El seis de enero siempre me pareció uno de los días más bonitos del año. Con el tiempo me di cuenta que la Iglesia había establecido este día para celebrar la manifestación del Señor a los Magos contando doce noches desde la Navidad: así, el buen Dios, fiel a sus promesas regaló una noche bendita a cada una de las tribus de Israel y después de la duodécima se manifestó a todas las naciones. Sin embargo, desde hace algunos años es costumbre de algunas Iglesias celebrar la Epifanía, la manifestación del Señor, el domingo más próximo al seis de enero. La verdad este cambio no me gusta, más allá de los motivos teológicos y pastorales, por una mera cuestión sentimental. Y, ultimadamente, estética: el seis de enero es uno de los día más bonitos de todo el año.

▸ **Datos disponibles**
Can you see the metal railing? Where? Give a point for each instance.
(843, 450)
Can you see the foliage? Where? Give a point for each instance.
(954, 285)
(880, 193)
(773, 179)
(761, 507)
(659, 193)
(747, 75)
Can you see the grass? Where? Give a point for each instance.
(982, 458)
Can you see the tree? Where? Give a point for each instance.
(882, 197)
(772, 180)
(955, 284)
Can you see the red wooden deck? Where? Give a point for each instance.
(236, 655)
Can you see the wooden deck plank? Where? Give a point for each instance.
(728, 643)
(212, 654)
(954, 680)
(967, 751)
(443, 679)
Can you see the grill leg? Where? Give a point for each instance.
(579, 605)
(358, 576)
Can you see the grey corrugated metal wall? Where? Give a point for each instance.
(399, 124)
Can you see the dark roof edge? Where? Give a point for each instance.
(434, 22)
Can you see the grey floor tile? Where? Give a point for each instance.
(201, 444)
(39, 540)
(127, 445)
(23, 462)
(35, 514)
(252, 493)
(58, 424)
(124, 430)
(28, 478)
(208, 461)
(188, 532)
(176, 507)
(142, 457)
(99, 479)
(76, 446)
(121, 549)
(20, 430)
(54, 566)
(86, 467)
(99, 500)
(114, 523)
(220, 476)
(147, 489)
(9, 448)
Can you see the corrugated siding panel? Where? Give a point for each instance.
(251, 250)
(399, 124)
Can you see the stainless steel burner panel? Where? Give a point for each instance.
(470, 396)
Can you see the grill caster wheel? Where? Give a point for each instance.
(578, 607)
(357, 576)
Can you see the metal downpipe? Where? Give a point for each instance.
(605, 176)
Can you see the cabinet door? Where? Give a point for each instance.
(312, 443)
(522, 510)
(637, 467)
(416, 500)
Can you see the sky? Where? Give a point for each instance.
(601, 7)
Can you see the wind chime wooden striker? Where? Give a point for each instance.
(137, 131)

▸ **Instrucción de trabajo A**
Reescribe el fragmento del texto sobre la Epifanía que comienza en "El seis de enero siempre" y termina en "todo el año.", cambiando "Magos" por "Reyes".
▸ **Instrucción de trabajo B**
Según el texto sobre la Epifanía, ¿en qué día acostumbran algunas Iglesias celebrar esa fiesta desde hace algunos años?

▸ **Respuesta final A**
El seis de enero siempre me pareció uno de los días más bonitos del año. Con el tiempo me di cuenta que la Iglesia había establecido este día para celebrar la manifestación del Señor a los Reyes contando doce noches desde la Navidad: así, el buen Dios, fiel a sus promesas regaló una noche bendita a cada una de las tribus de Israel y después de la duodécima se manifestó a todas las naciones. Sin embargo, desde hace algunos años es costumbre de algunas Iglesias celebrar la Epifanía, la manifestación del Señor, el domingo más próximo al seis de enero. La verdad este cambio no me gusta, más allá de los motivos teológicos y pastorales, por una mera cuestión sentimental. Y, ultimadamente, estética: el seis de enero es uno de los día más bonitos de todo el año.

▸ **Respuesta final B**
El domingo más próximo al seis de enero.